-- Task prompt --
Check every line of the material below for the string "sleeve". State how many lines have it.

-- Dataset records --
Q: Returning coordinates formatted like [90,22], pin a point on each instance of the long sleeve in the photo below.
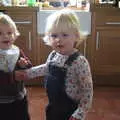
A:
[80,87]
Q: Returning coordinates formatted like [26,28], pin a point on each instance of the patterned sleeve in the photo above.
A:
[85,92]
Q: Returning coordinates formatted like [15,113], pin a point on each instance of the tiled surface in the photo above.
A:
[106,103]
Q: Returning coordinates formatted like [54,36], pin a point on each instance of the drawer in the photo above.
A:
[21,18]
[107,19]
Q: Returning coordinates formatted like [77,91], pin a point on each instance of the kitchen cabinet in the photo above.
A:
[105,51]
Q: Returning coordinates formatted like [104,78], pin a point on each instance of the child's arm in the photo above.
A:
[33,72]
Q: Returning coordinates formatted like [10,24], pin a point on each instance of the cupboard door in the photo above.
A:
[107,51]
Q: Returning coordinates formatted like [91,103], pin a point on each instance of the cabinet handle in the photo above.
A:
[30,44]
[97,40]
[23,22]
[84,48]
[112,23]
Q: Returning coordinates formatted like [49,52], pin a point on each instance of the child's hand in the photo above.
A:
[21,75]
[23,62]
[72,118]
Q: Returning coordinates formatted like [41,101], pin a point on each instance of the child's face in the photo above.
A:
[63,42]
[7,36]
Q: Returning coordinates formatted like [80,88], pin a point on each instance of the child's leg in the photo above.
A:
[20,107]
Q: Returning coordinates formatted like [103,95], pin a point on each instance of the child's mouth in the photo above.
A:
[6,42]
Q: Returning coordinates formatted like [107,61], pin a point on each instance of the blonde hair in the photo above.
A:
[7,20]
[64,20]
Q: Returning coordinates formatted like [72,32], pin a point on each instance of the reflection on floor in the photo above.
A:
[106,103]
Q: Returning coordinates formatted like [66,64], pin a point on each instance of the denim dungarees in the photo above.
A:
[60,106]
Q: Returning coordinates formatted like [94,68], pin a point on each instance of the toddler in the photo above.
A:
[13,100]
[67,73]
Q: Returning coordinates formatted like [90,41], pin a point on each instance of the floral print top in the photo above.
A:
[78,81]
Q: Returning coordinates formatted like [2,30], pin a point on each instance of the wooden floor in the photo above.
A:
[106,103]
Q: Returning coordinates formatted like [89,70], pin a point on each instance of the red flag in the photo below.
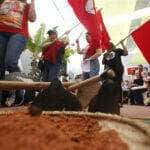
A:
[92,21]
[141,37]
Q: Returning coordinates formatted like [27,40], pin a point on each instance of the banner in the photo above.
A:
[141,37]
[91,20]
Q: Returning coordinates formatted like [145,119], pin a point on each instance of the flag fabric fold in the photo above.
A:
[92,20]
[141,37]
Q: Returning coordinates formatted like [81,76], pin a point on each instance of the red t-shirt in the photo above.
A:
[51,52]
[93,46]
[14,17]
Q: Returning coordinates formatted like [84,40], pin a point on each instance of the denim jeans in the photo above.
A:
[11,47]
[50,71]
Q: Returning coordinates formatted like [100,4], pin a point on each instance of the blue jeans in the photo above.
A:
[94,69]
[50,71]
[11,47]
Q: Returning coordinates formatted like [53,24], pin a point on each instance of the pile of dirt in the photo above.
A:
[20,131]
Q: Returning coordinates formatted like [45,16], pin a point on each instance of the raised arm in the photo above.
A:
[32,12]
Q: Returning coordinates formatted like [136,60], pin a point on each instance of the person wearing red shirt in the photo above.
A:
[52,55]
[90,57]
[14,17]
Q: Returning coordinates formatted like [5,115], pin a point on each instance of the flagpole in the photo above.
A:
[131,33]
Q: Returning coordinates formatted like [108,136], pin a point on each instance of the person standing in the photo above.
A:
[112,60]
[14,17]
[52,56]
[90,57]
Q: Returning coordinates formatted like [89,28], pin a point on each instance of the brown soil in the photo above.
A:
[20,131]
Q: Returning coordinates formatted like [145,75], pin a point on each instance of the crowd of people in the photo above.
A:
[14,17]
[135,89]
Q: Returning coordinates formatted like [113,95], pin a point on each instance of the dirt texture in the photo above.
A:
[20,131]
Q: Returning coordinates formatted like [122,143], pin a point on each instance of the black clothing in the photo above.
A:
[112,60]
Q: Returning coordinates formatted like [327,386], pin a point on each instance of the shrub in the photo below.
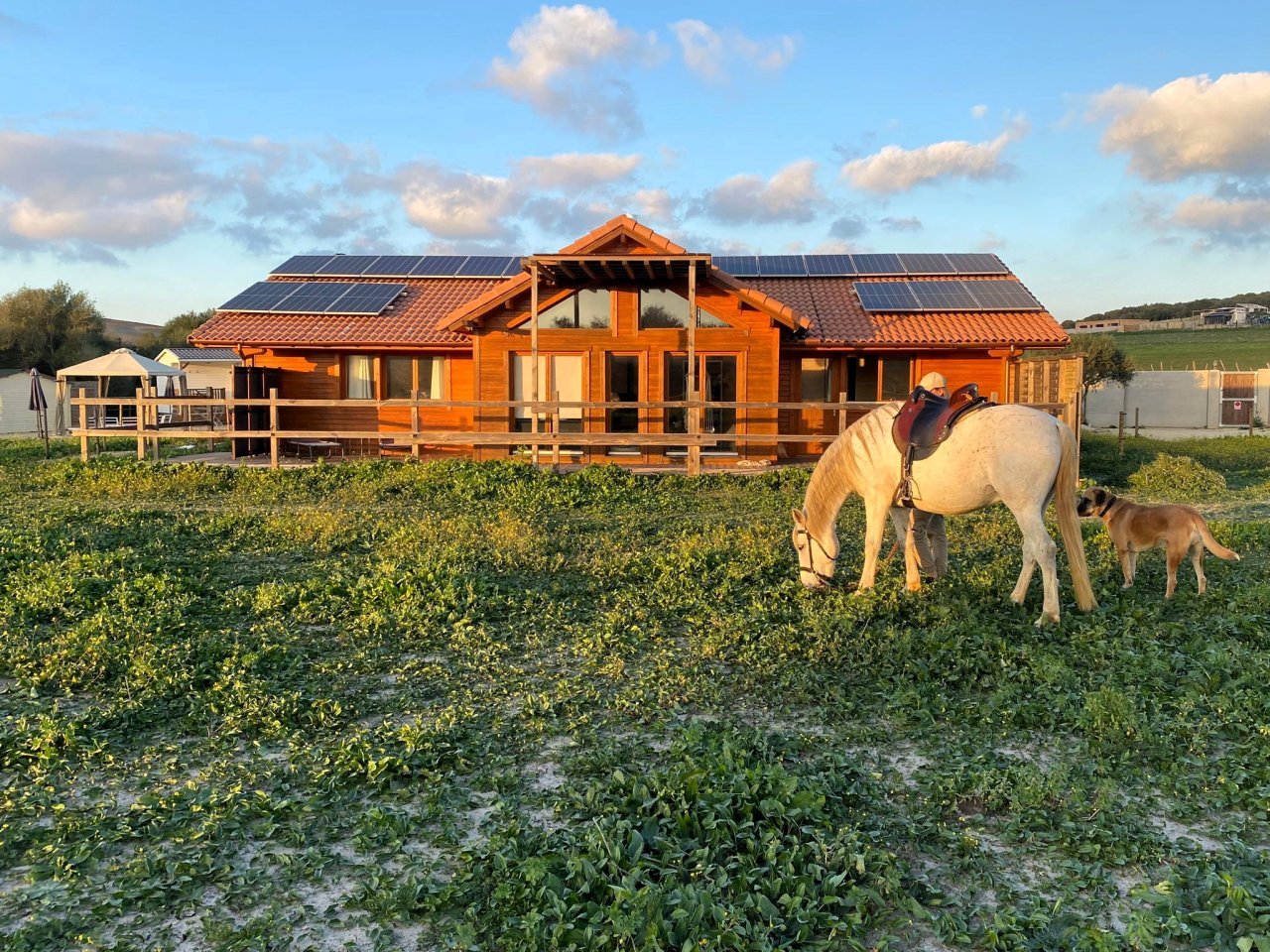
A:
[1178,477]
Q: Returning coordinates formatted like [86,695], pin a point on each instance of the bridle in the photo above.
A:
[820,576]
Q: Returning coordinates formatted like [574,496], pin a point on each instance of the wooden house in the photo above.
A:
[625,315]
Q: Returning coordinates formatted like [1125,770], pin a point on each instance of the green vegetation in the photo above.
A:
[1182,308]
[1245,348]
[480,706]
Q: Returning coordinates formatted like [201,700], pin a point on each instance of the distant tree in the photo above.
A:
[1103,362]
[175,333]
[50,327]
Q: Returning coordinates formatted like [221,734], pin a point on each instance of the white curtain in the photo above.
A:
[361,376]
[431,375]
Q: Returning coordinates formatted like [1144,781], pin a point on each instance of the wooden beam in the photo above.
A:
[534,347]
[694,413]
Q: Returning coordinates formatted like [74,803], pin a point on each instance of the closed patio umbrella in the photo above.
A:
[41,407]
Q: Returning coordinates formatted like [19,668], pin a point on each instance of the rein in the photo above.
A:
[824,579]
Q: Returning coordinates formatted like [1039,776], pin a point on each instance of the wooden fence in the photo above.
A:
[169,417]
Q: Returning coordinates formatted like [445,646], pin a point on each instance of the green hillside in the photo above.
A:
[1182,308]
[1178,349]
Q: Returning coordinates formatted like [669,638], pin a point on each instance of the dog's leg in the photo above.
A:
[1175,557]
[1198,561]
[1127,565]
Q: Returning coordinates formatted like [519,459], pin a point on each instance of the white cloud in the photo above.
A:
[559,60]
[905,223]
[457,204]
[575,171]
[1191,126]
[654,203]
[792,194]
[1223,214]
[707,53]
[80,190]
[894,169]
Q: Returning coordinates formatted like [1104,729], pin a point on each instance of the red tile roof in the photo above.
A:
[413,321]
[838,318]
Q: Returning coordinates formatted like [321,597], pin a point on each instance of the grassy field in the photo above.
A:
[1176,349]
[394,706]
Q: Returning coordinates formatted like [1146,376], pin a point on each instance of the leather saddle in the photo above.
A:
[926,420]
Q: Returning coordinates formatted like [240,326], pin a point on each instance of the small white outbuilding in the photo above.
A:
[17,417]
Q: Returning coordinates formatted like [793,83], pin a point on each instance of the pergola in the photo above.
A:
[117,363]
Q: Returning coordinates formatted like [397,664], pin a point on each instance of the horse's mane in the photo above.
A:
[842,466]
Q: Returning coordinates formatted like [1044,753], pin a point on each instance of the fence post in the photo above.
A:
[414,422]
[140,422]
[556,430]
[273,428]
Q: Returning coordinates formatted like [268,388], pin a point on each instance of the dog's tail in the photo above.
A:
[1069,522]
[1210,543]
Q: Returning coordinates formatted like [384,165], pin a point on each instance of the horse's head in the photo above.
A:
[817,557]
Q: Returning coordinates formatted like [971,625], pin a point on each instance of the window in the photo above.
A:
[817,380]
[662,307]
[624,388]
[558,375]
[873,379]
[716,379]
[404,375]
[894,379]
[585,309]
[359,373]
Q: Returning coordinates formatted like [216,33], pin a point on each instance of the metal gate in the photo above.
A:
[1238,397]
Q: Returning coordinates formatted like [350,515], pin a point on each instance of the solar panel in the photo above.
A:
[944,295]
[781,267]
[300,266]
[738,266]
[928,264]
[393,267]
[486,266]
[887,296]
[878,264]
[439,266]
[347,266]
[366,298]
[261,296]
[314,298]
[978,264]
[829,266]
[1002,296]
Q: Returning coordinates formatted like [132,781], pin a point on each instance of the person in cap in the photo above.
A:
[930,535]
[935,384]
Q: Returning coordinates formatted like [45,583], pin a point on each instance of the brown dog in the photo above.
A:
[1135,529]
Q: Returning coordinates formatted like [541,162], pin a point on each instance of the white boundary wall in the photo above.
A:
[1183,399]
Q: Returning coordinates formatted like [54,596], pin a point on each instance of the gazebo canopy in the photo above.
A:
[119,363]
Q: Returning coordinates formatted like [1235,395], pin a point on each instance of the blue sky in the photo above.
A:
[164,157]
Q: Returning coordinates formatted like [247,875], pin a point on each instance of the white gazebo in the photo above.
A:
[94,376]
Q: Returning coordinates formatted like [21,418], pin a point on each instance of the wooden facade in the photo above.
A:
[615,325]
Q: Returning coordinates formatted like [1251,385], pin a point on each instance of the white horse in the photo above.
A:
[1007,453]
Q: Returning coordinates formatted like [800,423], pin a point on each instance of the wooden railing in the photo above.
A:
[545,416]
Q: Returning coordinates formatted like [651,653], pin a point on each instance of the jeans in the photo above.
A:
[929,536]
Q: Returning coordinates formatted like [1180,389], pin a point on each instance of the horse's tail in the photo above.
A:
[1069,522]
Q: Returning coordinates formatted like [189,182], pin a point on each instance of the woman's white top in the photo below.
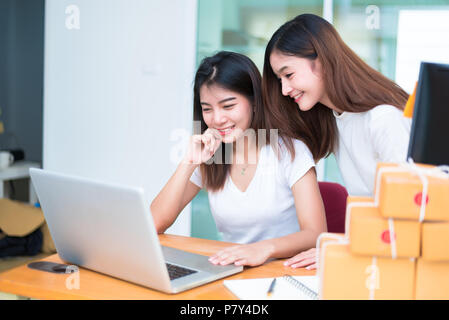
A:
[266,209]
[364,139]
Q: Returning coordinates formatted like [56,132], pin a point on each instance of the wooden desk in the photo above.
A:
[26,282]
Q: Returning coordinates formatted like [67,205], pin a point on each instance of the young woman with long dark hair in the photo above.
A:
[263,194]
[318,90]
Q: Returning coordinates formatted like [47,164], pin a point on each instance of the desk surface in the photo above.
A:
[26,282]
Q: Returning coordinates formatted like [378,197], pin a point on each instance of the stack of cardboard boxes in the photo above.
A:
[396,245]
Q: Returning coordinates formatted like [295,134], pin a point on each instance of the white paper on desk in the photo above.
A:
[256,289]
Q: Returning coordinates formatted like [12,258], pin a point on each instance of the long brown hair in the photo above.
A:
[350,83]
[234,72]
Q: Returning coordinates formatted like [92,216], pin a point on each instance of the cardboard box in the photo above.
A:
[432,280]
[369,234]
[400,194]
[347,276]
[435,241]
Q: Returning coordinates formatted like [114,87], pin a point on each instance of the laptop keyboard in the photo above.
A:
[176,272]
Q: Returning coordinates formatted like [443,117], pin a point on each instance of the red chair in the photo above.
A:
[334,198]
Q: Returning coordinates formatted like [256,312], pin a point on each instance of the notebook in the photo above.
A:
[286,288]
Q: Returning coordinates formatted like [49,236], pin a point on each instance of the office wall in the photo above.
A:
[118,87]
[21,75]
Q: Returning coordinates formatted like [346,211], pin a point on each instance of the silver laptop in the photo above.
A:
[109,228]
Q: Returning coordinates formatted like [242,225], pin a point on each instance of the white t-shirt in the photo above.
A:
[266,209]
[378,135]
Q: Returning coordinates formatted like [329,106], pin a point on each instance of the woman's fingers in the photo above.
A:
[305,263]
[302,259]
[226,256]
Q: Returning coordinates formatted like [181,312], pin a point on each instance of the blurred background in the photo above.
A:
[103,88]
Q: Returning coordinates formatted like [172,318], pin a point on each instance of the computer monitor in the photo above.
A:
[429,136]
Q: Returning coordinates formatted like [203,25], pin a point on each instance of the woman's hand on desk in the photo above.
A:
[304,259]
[253,254]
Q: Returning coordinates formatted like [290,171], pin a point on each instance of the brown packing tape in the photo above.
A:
[18,219]
[432,280]
[435,240]
[370,234]
[348,276]
[400,192]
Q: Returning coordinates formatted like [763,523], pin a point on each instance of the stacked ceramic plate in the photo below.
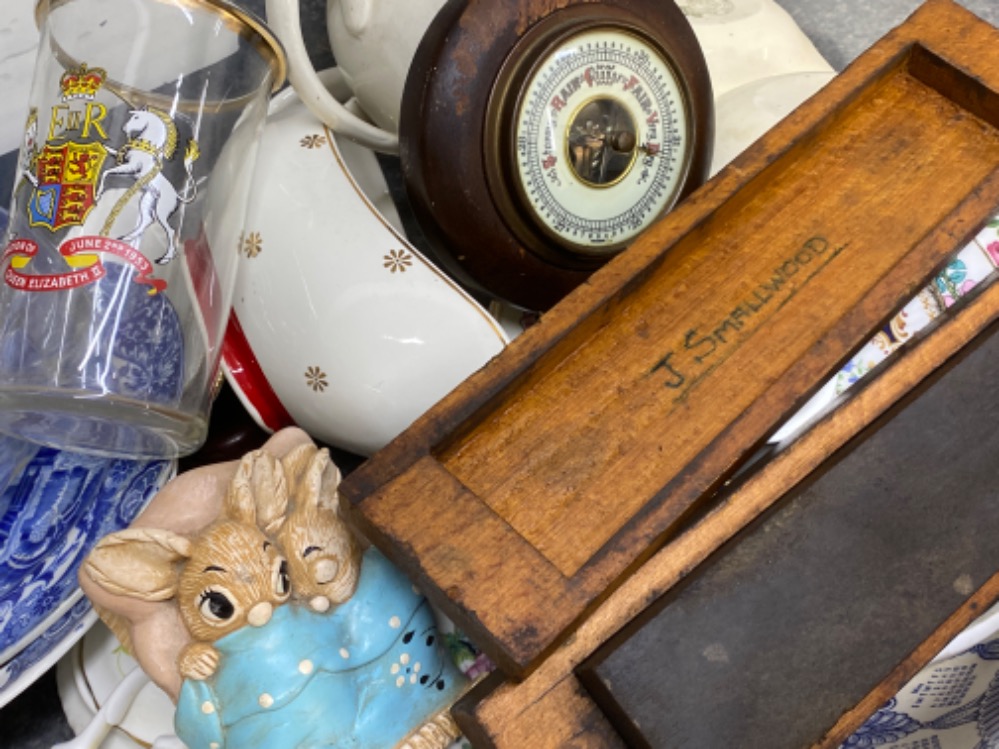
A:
[54,506]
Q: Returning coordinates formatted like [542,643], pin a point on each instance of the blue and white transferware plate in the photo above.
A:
[54,506]
[951,704]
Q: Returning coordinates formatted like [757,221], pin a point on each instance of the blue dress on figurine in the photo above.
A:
[365,674]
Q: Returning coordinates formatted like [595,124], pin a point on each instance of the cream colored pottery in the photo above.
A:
[351,328]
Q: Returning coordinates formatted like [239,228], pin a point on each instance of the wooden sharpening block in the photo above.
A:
[546,479]
[812,606]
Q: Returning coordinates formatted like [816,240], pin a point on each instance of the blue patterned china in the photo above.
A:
[21,671]
[54,506]
[951,704]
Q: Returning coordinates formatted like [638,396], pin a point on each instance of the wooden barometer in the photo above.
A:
[539,139]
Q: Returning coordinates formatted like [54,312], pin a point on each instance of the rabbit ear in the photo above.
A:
[258,493]
[319,482]
[138,563]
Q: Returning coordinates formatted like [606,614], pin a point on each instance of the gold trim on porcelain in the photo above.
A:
[405,243]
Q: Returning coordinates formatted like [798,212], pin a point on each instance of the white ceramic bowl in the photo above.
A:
[341,326]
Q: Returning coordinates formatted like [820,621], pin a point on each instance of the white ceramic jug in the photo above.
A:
[374,43]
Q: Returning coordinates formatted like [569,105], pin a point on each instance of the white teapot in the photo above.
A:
[374,43]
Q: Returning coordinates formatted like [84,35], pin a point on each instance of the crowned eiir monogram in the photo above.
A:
[70,172]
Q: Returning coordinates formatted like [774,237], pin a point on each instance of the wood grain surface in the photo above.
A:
[543,482]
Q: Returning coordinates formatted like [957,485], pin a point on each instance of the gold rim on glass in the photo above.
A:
[236,19]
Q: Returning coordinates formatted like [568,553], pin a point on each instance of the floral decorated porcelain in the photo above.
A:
[341,325]
[973,265]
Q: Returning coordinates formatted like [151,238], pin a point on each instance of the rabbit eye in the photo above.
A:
[282,583]
[215,606]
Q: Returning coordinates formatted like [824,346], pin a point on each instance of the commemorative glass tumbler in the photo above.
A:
[125,221]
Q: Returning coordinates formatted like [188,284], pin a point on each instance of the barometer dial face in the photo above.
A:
[539,139]
[601,140]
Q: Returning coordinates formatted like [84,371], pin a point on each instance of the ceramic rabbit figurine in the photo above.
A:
[297,638]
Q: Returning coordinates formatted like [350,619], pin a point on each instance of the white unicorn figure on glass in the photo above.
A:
[152,139]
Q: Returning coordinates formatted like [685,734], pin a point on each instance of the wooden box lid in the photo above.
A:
[541,483]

-- Task answer --
2